> Problem: Render each line of the records below as a JSON list of strings, one string per line, with blank lines omitted. Leave the pictures out.

> Task material:
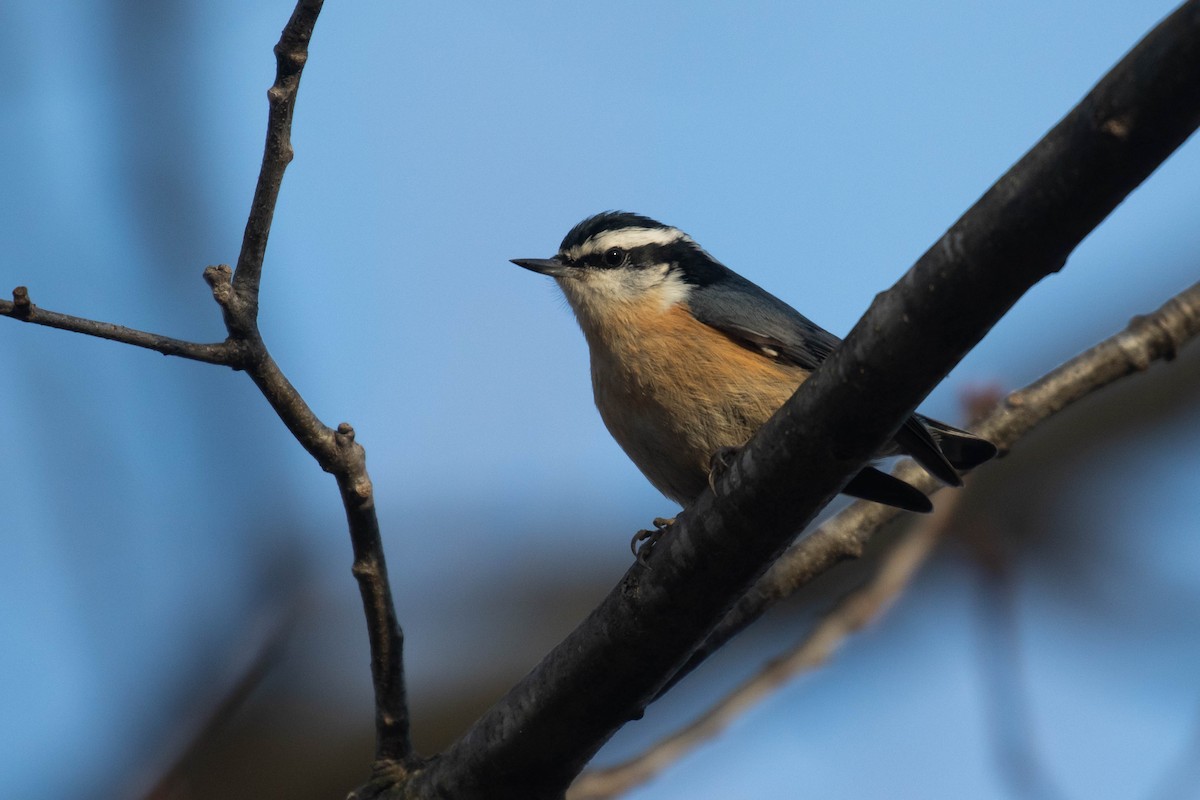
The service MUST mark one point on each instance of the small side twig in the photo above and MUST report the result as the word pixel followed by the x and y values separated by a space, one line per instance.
pixel 851 614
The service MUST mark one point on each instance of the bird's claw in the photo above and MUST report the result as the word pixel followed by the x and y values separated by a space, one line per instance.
pixel 721 459
pixel 643 541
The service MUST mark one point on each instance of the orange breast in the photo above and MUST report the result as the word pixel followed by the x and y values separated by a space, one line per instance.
pixel 672 391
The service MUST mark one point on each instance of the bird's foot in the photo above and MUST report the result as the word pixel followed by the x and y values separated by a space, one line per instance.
pixel 643 541
pixel 719 463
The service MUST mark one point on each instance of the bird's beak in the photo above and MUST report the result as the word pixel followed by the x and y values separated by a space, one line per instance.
pixel 551 266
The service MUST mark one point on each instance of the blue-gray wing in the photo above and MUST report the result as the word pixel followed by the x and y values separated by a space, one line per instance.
pixel 761 322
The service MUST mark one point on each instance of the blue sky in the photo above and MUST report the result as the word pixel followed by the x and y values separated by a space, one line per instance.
pixel 817 149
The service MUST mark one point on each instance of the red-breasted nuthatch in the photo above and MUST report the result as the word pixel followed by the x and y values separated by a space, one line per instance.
pixel 689 359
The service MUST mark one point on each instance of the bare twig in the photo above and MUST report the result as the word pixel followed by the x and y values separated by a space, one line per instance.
pixel 23 310
pixel 1155 337
pixel 534 741
pixel 336 451
pixel 851 614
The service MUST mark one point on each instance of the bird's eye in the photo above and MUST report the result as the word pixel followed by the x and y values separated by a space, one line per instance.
pixel 615 257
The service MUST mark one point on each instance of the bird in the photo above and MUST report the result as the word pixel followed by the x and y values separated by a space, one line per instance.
pixel 689 359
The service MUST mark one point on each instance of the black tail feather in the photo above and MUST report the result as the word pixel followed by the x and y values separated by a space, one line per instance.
pixel 880 487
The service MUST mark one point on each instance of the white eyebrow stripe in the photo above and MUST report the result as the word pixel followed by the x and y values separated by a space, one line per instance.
pixel 628 239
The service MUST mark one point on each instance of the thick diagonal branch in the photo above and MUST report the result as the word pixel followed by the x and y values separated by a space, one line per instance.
pixel 534 740
pixel 1146 341
pixel 336 451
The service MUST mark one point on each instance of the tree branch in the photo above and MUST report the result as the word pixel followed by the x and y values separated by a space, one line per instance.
pixel 534 740
pixel 851 614
pixel 1155 337
pixel 237 293
pixel 21 308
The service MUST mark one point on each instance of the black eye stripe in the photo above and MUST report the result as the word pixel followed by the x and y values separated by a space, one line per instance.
pixel 641 257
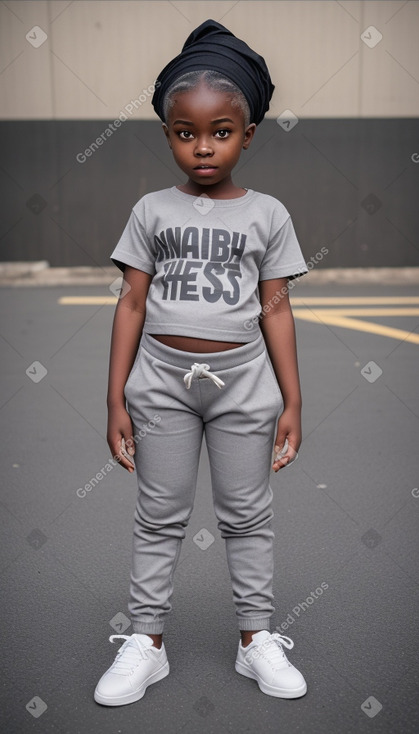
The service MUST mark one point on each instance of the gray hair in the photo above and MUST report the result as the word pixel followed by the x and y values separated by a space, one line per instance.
pixel 214 80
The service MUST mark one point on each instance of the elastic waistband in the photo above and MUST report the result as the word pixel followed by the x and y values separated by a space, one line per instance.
pixel 217 360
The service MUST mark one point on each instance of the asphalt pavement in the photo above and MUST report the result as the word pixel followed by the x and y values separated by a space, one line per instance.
pixel 346 527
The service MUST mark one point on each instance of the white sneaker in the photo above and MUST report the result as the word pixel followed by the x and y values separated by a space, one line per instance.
pixel 137 664
pixel 265 661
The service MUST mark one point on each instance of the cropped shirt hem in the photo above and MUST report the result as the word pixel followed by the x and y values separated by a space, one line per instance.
pixel 220 335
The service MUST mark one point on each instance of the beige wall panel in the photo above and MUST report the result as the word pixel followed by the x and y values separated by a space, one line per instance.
pixel 100 55
pixel 25 71
pixel 386 88
pixel 305 44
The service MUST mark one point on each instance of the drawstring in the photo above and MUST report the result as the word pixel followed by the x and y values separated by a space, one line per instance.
pixel 199 371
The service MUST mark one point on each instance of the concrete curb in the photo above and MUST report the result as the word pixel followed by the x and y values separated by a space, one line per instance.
pixel 38 273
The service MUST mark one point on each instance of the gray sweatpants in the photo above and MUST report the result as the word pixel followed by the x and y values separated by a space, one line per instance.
pixel 239 420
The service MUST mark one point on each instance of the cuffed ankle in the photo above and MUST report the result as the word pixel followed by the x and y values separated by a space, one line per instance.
pixel 254 623
pixel 147 628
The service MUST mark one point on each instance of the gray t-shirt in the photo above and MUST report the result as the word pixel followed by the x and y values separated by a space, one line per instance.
pixel 207 257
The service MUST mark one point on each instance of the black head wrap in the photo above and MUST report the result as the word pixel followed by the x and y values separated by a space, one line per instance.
pixel 212 46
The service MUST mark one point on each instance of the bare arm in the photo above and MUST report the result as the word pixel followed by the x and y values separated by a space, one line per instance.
pixel 126 333
pixel 278 330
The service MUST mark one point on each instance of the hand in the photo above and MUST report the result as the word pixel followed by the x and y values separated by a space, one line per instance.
pixel 120 436
pixel 288 438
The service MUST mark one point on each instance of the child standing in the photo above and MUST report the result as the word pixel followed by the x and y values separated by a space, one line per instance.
pixel 204 341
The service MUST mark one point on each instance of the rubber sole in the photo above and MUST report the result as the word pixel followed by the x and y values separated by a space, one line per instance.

> Reply:
[
  "The service MUST mark one point on each instance of the small side twig in the photo above and MUST report the result as the word pixel followed by the x and y values separated by a space, one line per instance.",
  "pixel 851 614",
  "The service MUST mark one point on each instance of the bird's claw in the photo above and MUST report the result as the word pixel followed by the x and y values separated by a space, one line per instance.",
  "pixel 721 459",
  "pixel 643 541",
  "The service MUST mark one point on each instance of the orange breast in the photo above and MUST report the result as the word pixel followed by the x and y values separated by a space, one line per instance.",
  "pixel 672 391",
  "The service MUST mark one point on each instance of the bird's foot in the photo above and MUST report the result as the word pixel followed by the x and y values separated by a space, one line per instance.",
  "pixel 643 541",
  "pixel 719 463",
  "The service MUST mark one point on each instance of the bird's beak in the photo above and MUST report the result as the word pixel followed by the x and y values separated by a space, one line per instance.",
  "pixel 551 266",
  "The service MUST mark one point on each instance of the blue-gray wing in the photo above and MUST report the result as the word pixel followed by the x and y values separated by a space, one line per instance.",
  "pixel 761 322",
  "The service MUST mark one point on each instance of the blue sky in the photo above and MUST report the result as the word pixel followed by the x and y values separated by a space, one line per instance.",
  "pixel 817 149",
  "The service MUST mark one point on each instance of the red-breasted nuthatch in the photo above and MUST report the result as the word pixel followed by the x and y values separated by a space, one line per instance.",
  "pixel 689 359",
  "The service MUST mark one point on each instance of the bare twig in the photo above and MUST report the result as the word pixel followed by the x and y values separated by a space, one line per instance.",
  "pixel 23 310",
  "pixel 1155 337",
  "pixel 534 741",
  "pixel 336 451",
  "pixel 851 614",
  "The service MUST mark one point on each instance of the bird's eye in the photo above and MUST report the result as the word pixel followed by the x and y values separated by a space, one line per instance.",
  "pixel 615 257",
  "The service MUST mark one point on each instance of the bird in the photo above and MUST report the result as the word pixel followed by the x and y values separated by a space, one line per instance.",
  "pixel 689 359",
  "The service MUST mark one point on each instance of the black tail feather in the photo above and MUST report the result as the word pixel followed by the x and y values separated by a space, one line per instance.",
  "pixel 880 487",
  "The service MUST mark one point on each instance of the white eyebrow stripe in the photo above and MUST report the result as the word pixel followed by the x and y values separated by a space, one line per instance.",
  "pixel 628 239",
  "The service MUST mark one point on each instance of the thick diagonal branch in the photo above and MUST report the result as the word pixel followed by the x and y values separated by a space, one line per instance.",
  "pixel 534 740",
  "pixel 1146 341",
  "pixel 336 451",
  "The service MUST mark one point on each instance of the tree branch in the photo above and MUST report the result as the word pixel followed by the x and y values separated by a space, one line per instance.",
  "pixel 534 740",
  "pixel 851 614",
  "pixel 1155 337",
  "pixel 237 293",
  "pixel 21 308",
  "The service MUST mark one point on each instance of the black eye stripe in the photo above and MUST report the result as the word pixel followed by the x and y values separated by a space, one line per instance.",
  "pixel 641 257",
  "The service MUST mark one point on each instance of the gray hair in the photo above and MUST report the result as the word pixel followed by the x and y values separated by a space, one line per instance.",
  "pixel 214 80",
  "The service MUST mark one point on each instance of the elastic waistband in the photo above and MUST report the result as the word pixel followed by the x and y values separated by a space, one line per instance.",
  "pixel 217 360",
  "The service MUST mark one point on each instance of the asphalt pavement in the photo above and MUST report the result as the word pixel followed by the x and y values separated by a space, one line per instance.",
  "pixel 346 527",
  "The service MUST mark one point on each instance of the white sneaker in the photo above and MUST report the result as the word pixel followed by the x and y values separated by a space, one line per instance.",
  "pixel 137 664",
  "pixel 265 661",
  "The service MUST mark one point on each instance of the cropped shirt hem in the photo above and MUST report the result as the word pixel followed by the x and y values separated by a space, one line per instance.",
  "pixel 220 335",
  "The service MUST mark one point on each instance of the beige wall panel in the photo above and MUST report the result as the word pixel followed by the x and y values separated by a space, one line per instance.",
  "pixel 100 55",
  "pixel 25 71",
  "pixel 386 88",
  "pixel 305 44",
  "The service MUST mark one point on each instance of the drawstring in the photo above and MUST report the result as the word pixel followed by the x and y values separated by a space, one line per instance.",
  "pixel 199 371",
  "The service MUST mark one point on each instance of the concrete curb in the photo above and MUST report the result as the word pixel followed by the x and y values separated by a space, one line per instance.",
  "pixel 38 273",
  "The service MUST mark one point on each instance of the gray sweatpants in the photo above and MUST report the result as the word pixel followed by the x and y values separated by a space, one line per instance.",
  "pixel 239 420",
  "The service MUST mark one point on each instance of the cuffed ankle in the photo above and MUST report the result as the word pixel followed by the x and y values separated by a space, one line per instance.",
  "pixel 254 623",
  "pixel 147 628",
  "The service MUST mark one point on each instance of the gray t-shirt in the photo above and MUST report the result as the word pixel followed by the x and y values separated by a space, one line per instance.",
  "pixel 207 257",
  "The service MUST mark one point on each instance of the black head wrap in the photo above and MUST report the result as the word pixel followed by the x and y values separated by a space, one line per instance.",
  "pixel 212 46",
  "The service MUST mark one point on each instance of the bare arm in the photo above and MUST report the result as the word pixel followed by the x and y values separated by a space, one line per instance.",
  "pixel 126 333",
  "pixel 278 330",
  "The service MUST mark one point on each instance of the hand in the photo above and MUST report the result as the word pixel followed by the x and y values separated by a space, one line per instance.",
  "pixel 120 436",
  "pixel 288 438",
  "The service MUST mark one point on each instance of the child standing in the photo above and MUST report the result as the word pixel followed by the x and y values separated by a space, one line per instance.",
  "pixel 204 341",
  "The service MUST mark one point on each instance of the rubber sole in the photo above and MUST report the result as the word pixel followed by the x and y values separated by a space, one line per instance."
]